┌─ EXTRACTED DATA

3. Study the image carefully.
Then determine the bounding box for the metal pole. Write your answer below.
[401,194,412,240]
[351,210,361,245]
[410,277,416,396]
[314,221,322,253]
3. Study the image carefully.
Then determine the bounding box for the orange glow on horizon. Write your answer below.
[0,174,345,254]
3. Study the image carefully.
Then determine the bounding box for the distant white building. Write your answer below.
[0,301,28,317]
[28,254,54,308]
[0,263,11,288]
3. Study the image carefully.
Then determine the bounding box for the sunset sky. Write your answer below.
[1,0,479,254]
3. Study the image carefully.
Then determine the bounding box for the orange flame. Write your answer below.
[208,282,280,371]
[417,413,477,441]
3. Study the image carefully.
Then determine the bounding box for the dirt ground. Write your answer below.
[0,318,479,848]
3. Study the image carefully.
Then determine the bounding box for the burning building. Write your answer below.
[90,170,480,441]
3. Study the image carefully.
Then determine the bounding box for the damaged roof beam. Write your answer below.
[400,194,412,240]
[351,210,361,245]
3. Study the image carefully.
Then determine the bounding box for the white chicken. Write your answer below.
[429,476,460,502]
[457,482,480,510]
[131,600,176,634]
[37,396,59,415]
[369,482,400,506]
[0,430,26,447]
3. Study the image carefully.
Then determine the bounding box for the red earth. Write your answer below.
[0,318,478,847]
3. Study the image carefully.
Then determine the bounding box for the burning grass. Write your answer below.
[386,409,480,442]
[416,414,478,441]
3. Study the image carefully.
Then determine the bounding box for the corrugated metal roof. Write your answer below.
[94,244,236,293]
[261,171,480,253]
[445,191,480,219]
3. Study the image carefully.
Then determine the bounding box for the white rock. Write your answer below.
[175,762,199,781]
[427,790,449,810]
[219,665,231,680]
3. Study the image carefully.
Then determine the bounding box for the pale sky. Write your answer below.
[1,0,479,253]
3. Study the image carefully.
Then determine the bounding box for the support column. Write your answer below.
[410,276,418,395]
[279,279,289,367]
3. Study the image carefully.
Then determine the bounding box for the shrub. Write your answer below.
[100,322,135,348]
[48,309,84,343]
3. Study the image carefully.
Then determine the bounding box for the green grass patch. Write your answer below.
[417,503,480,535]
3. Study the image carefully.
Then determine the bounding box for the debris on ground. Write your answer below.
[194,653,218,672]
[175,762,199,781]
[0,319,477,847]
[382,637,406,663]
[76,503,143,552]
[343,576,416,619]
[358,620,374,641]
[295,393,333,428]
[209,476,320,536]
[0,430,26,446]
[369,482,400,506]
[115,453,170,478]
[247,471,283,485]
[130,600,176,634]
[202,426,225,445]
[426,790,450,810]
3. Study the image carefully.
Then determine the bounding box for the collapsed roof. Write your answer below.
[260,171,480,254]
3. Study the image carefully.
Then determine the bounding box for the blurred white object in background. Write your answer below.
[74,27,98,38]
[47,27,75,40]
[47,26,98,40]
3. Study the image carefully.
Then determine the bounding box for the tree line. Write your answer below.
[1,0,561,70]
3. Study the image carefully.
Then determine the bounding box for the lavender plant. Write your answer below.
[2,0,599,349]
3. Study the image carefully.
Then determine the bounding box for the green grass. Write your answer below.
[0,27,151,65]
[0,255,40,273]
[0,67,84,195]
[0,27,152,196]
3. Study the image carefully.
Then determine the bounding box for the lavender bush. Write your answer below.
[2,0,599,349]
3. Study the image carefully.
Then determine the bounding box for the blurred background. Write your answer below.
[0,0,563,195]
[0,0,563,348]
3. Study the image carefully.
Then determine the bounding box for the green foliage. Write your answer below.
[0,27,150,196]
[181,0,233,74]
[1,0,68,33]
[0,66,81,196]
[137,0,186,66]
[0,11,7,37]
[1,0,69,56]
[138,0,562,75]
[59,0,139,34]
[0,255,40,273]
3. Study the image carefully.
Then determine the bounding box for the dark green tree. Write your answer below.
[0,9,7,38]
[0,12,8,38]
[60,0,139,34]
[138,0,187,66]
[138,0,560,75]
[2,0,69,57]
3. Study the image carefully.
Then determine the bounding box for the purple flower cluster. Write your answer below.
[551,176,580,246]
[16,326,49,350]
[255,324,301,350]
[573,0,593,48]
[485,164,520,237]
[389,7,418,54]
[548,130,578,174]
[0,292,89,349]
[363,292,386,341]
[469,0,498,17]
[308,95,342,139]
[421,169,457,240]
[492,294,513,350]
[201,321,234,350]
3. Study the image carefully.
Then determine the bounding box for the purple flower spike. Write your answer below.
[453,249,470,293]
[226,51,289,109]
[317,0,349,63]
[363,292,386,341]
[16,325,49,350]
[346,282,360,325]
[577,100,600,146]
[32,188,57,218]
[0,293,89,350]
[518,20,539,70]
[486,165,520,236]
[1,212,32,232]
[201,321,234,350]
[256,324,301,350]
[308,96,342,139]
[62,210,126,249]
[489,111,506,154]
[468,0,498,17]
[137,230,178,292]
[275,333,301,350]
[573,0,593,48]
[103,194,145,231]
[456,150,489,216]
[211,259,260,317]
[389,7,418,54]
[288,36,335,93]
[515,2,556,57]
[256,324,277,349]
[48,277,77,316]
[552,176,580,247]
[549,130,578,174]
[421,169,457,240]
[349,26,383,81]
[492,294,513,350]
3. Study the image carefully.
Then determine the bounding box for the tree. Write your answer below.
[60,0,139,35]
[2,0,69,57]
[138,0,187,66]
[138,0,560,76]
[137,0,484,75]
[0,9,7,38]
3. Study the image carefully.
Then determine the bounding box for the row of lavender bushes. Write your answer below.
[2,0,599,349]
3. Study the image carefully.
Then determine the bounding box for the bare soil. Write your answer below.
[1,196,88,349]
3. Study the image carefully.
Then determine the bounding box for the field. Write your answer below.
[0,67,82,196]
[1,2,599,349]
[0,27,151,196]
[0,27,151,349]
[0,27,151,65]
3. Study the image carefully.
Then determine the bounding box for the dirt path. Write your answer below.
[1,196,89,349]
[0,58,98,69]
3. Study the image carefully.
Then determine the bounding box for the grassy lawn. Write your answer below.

└─

> [TASK TO COMPLETE] Retype the entries in full. Keep every line identical.

> [THE COMPLETED TASK]
3. Study the image carefully.
Then determine the bounding box for the metal pole. Write your answer below.
[401,194,412,240]
[351,210,361,245]
[410,277,416,396]
[314,221,322,253]
3. Study the image carefully.
Then determine the bounding box for the orange glow on horizon. Write your answer below.
[0,174,345,254]
3. Study the image carefully.
Then determine the bounding box for the distant white building. Write your answer below.
[0,301,28,317]
[28,254,54,308]
[0,263,11,288]
3. Study the image carefully.
Then determine the bounding box for the sunset sky. Write your answer below.
[1,0,479,254]
3. Study the image carefully.
Then determine the bounding box for the orange flame. Write your answer below.
[208,282,280,371]
[417,413,477,441]
3. Study the image carefully.
Then determine the bounding box for the dirt ground. Write your answer below.
[0,318,479,848]
3. Study the image carefully.
Then determine the bounding box for the burning building. Write your answer below.
[90,170,480,441]
3. Study the image carefully.
Then determine the bounding box for the damaged roof beam. Write your answer below.
[400,194,412,240]
[351,210,361,245]
3. Study the image carefully.
Then determine the bounding box for the white chicken. Write your answer below.
[429,476,460,502]
[457,482,480,510]
[131,600,176,634]
[37,396,59,415]
[369,482,400,506]
[0,430,26,447]
3. Study the image carefully.
Then determine the bounding box for the red earth. Write your answer below.
[0,318,478,847]
3. Study the image carefully.
Then determine the bounding box for the burning grass. Write your answer below.
[386,409,480,442]
[416,414,478,441]
3. Study the image carefully.
Then determine the bounding box for the corrugated metal roof. Write your answer below.
[94,244,236,293]
[261,171,480,253]
[445,191,480,219]
3. Study the image carefully.
Then determine the bounding box for the white rock. Write your answer below.
[175,762,199,781]
[427,790,449,810]
[219,665,231,680]
3. Study the image carefully.
Then determine the bounding box for the pale sky. Write your answer below.
[1,0,479,253]
3. Study the image carefully.
Then determine the bounding box for the support column. Write your answer below.
[410,276,418,395]
[279,279,289,367]
3. Study the image carefully.
Then determine the bounding box for the shrub. Write your answer below.
[100,322,135,348]
[48,309,84,343]
3. Study the image carefully.
Then determine the bounding box for the green grass patch. Write your answer below.
[417,503,480,535]
3. Study the image carefully.
Then determine the bounding box for the debris on ground. Write your answer below.
[194,653,218,672]
[175,762,199,781]
[0,319,477,847]
[382,637,406,663]
[76,503,143,552]
[343,576,416,619]
[358,620,374,641]
[295,393,333,428]
[209,476,320,536]
[0,430,26,446]
[369,482,400,506]
[115,453,170,478]
[247,471,283,485]
[130,600,176,634]
[202,426,225,445]
[426,790,450,810]
3. Study the image carefully.
Then determine the bounding box for the collapsed roof. Write your answer below.
[260,171,480,254]
3. Study the image carefully.
Then determine the bounding box for the blurred white object in background. Write your answer below.
[74,27,98,38]
[47,27,75,40]
[47,26,98,40]
3. Study the image carefully.
Then determine the bounding box for the tree line. Write your answer below.
[1,0,561,70]
3. Study the image carefully.
Then determine the bounding box for the lavender plant. Write your answer below.
[2,0,599,349]
3. Study the image carefully.
Then determine the bounding box for the green grass. Write your answer below.
[0,27,151,65]
[0,255,40,273]
[0,67,84,195]
[0,27,152,196]
3. Study the image carefully.
Then determine the bounding box for the lavender bush. Write your answer below.
[2,0,599,349]
3. Study the image carefully.
Then determine the bounding box for the blurred background. Write your answer below.
[0,0,563,195]
[0,0,563,348]
3. Study the image carefully.
Then determine the bounding box for the green foliage. Write your answer below.
[0,27,150,196]
[181,0,233,74]
[1,0,68,33]
[0,66,81,196]
[137,0,186,66]
[0,11,7,37]
[1,0,69,56]
[138,0,562,75]
[59,0,139,34]
[0,255,40,273]
3. Study the image carefully.
Then determine the bounding box for the dark green tree. Write your answer below.
[0,9,7,38]
[0,12,8,38]
[60,0,139,34]
[138,0,187,66]
[138,0,560,75]
[2,0,69,57]
3. Study the image carefully.
Then determine the bounding box for the purple flower cluster. Write your answer below.
[551,176,580,246]
[16,326,49,350]
[255,324,301,350]
[573,0,593,48]
[485,164,520,237]
[389,7,418,54]
[548,130,578,174]
[0,292,89,349]
[363,292,386,341]
[469,0,498,17]
[308,95,342,139]
[421,169,457,240]
[492,294,513,350]
[201,321,234,350]
3. Study the image carefully.
Then determine the bounding box for the purple flower spike. Write your answer below.
[453,249,470,293]
[226,51,289,109]
[317,0,349,63]
[363,292,386,341]
[16,325,49,350]
[346,282,360,325]
[577,100,600,146]
[32,188,57,218]
[0,293,89,350]
[518,20,539,70]
[486,165,520,236]
[1,212,32,232]
[201,321,234,350]
[256,324,301,350]
[308,96,342,139]
[62,210,126,249]
[489,111,506,154]
[468,0,498,17]
[137,230,178,292]
[275,333,301,350]
[573,0,593,48]
[103,194,145,231]
[456,150,489,216]
[211,259,260,317]
[389,7,418,54]
[288,36,335,93]
[515,2,556,57]
[256,324,277,349]
[48,277,77,316]
[552,176,580,247]
[549,130,578,174]
[421,169,457,240]
[349,26,383,81]
[492,294,513,350]
3. Study the image carefully.
Then determine the bounding box for the tree. Write your answer below.
[60,0,139,35]
[2,0,69,57]
[138,0,187,66]
[138,0,560,76]
[137,0,484,75]
[0,9,7,38]
3. Study the image carefully.
Then determine the bounding box for the row of lavender bushes. Write your answer below.
[2,0,599,349]
3. Study the image carefully.
Then determine the bounding box for the bare soil. Write your answer below.
[1,196,88,349]
3. Study the image carefully.
Then determine the bounding box for the field. Write your answer below.
[0,67,82,196]
[1,2,599,349]
[0,27,151,196]
[0,27,151,349]
[0,27,151,65]
3. Study the image carefully.
Then determine the bounding box for the dirt path. Write your answer below.
[1,196,89,349]
[0,58,98,69]
3. Study the image carefully.
Then determine the bounding box for the grassy lawn. Write your answer below.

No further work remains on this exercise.